GIVEN INSTRUCTION:
Copy all of the records below, requests included, and rescale every coordinate in the answers by a factor of 2.1, rounding each result to a whole number with halves rounded up. Leave the numbers in the requests and their format samples unchanged.
== TASK MATERIAL
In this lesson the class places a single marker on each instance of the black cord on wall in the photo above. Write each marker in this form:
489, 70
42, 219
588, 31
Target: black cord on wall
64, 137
====
RESULT:
In this lesson the class places a single marker on each instance of the black cord on wall in the photo above. Write each marker in this form:
489, 70
42, 219
588, 31
Target: black cord on wall
134, 288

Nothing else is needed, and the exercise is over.